* START Extracted material *

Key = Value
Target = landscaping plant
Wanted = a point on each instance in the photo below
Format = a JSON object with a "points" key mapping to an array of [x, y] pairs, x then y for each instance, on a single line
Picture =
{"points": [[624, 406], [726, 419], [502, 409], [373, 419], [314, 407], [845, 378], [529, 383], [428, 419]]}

* END Extracted material *

**Goal:** Please swap "landscaping plant" for "ornamental shrub" and give these lines again, leaving everything else the same.

**Right answer:**
Key = Value
Target = ornamental shrub
Wanted = a point on each instance in the photo below
Format = a JSON object with a "points" key mapping to an array of [x, y] pairs, x then y for each instance, on a single line
Picture =
{"points": [[624, 406], [726, 419], [502, 409], [373, 419], [314, 407], [845, 378], [529, 383], [428, 419]]}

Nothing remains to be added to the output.